Begin Input material
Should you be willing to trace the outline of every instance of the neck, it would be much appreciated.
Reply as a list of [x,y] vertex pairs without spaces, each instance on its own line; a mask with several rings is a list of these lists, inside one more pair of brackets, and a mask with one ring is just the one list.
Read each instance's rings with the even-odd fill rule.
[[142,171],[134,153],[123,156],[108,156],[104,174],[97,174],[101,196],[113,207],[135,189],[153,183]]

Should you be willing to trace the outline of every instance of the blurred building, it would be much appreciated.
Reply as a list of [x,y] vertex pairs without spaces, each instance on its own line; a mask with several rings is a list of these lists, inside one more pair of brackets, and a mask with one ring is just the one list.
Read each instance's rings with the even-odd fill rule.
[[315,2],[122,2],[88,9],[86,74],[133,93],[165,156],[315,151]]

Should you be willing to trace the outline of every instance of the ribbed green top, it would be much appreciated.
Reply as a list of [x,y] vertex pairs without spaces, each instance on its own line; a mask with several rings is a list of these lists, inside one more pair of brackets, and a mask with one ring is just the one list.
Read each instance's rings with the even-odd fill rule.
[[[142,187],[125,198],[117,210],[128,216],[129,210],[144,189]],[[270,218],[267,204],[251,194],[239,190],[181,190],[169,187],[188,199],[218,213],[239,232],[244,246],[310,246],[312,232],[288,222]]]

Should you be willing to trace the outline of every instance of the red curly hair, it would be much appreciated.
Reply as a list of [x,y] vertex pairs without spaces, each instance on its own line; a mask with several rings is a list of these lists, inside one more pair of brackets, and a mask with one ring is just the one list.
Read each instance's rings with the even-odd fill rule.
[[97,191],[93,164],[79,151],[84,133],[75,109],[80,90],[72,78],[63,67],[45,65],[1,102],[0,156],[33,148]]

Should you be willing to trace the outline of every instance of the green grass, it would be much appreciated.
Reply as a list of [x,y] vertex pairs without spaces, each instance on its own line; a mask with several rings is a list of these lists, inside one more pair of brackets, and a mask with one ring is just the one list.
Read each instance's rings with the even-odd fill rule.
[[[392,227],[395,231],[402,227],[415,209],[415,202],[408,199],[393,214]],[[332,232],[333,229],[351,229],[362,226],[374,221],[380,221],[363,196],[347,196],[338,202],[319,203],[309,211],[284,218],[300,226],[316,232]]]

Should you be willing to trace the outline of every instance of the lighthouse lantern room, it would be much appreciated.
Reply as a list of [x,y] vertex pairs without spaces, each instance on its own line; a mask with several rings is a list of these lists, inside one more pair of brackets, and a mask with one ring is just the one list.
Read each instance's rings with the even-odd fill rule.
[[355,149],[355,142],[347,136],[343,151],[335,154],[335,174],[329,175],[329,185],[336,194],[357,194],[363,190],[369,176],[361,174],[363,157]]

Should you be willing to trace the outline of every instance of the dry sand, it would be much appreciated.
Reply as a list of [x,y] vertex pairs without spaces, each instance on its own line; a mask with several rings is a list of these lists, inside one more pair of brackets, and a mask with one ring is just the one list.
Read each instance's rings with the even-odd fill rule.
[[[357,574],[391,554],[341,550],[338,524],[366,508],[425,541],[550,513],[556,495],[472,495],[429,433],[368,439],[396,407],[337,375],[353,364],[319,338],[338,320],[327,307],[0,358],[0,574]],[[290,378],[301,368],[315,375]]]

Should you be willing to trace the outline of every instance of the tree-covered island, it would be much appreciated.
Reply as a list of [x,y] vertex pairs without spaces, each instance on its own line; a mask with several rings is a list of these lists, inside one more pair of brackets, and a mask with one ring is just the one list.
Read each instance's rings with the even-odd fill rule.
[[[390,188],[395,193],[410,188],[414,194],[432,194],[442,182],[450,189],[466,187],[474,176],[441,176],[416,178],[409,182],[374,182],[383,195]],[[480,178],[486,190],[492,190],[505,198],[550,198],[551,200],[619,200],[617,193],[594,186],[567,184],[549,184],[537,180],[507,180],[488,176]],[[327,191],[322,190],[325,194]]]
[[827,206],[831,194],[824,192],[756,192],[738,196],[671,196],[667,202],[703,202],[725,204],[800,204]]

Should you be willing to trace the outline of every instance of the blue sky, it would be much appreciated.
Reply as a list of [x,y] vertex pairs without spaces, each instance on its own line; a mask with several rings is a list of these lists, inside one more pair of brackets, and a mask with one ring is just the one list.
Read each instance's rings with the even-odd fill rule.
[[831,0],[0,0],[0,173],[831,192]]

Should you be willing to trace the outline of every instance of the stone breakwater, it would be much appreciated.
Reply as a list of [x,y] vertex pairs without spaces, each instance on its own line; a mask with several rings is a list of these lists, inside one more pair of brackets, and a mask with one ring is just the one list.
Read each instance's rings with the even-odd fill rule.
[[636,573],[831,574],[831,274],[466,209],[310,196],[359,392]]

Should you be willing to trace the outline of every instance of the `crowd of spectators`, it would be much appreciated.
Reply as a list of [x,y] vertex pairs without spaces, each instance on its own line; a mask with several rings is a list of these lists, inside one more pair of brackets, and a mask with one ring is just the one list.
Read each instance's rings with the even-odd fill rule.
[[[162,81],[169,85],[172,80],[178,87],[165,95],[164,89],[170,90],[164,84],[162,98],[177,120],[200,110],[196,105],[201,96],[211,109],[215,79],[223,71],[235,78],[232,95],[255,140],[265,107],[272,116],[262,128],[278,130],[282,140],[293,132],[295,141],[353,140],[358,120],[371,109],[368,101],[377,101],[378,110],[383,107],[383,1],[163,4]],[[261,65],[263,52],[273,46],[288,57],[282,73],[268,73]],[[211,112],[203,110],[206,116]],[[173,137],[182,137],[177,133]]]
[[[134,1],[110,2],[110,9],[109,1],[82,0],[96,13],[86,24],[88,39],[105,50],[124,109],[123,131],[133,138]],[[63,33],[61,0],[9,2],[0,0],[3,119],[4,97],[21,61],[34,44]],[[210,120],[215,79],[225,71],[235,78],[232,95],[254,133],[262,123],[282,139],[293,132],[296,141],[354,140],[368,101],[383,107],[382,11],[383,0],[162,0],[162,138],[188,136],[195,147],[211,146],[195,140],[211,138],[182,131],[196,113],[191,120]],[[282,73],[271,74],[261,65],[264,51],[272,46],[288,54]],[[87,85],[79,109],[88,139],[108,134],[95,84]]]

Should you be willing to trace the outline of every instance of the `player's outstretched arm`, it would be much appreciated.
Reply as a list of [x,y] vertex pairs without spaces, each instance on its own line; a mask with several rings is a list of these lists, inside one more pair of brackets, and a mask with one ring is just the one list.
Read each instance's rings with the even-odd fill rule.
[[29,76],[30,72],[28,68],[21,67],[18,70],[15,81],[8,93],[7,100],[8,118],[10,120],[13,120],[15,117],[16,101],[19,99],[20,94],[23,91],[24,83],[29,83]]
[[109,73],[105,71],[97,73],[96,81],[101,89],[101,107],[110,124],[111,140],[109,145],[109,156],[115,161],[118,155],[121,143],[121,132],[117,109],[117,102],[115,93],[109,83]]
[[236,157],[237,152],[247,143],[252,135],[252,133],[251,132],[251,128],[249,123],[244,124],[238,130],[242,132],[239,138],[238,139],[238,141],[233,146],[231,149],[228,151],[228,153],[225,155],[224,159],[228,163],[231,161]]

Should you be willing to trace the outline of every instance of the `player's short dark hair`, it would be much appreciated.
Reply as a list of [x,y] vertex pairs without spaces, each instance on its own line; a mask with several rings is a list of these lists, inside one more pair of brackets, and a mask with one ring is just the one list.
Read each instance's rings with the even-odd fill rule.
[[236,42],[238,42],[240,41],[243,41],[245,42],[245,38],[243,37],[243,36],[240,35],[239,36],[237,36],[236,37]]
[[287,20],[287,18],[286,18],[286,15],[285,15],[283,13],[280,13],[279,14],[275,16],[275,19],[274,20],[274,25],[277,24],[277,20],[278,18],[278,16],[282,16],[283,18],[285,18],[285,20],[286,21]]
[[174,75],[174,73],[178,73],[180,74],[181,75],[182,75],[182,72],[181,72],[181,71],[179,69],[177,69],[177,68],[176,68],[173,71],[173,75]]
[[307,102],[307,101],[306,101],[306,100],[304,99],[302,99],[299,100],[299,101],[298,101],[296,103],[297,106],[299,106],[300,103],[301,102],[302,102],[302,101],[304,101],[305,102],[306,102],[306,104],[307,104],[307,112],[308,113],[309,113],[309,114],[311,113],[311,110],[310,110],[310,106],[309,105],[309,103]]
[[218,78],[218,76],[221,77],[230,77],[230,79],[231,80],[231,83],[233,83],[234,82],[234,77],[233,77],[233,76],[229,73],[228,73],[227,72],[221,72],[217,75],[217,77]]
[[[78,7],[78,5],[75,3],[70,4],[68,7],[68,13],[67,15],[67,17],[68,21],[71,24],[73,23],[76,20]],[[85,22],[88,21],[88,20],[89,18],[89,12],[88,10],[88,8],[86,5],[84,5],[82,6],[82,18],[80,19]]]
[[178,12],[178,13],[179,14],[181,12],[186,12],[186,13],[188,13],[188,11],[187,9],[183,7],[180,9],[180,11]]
End Input material
* [Short task] Output the lines of the records from the one containing "sky, it would be much appreciated." through the one containing "[[831,0],[0,0],[0,173],[831,192]]", both included, as a JSON list of strings with one string per line and no blank lines.

* [Solved problem]
[
  "Should you be willing to trace the outline of every instance of the blue sky, it would be much appreciated.",
  "Reply as a list of [x,y] vertex pairs without spaces, each instance on its own line; a mask with several rings is a list of these lists, inside one more pair of brackets, and a mask with one ring is just the one list.",
  "Read each instance's rings with the even-odd fill rule.",
  "[[831,0],[0,0],[0,173],[831,192]]"
]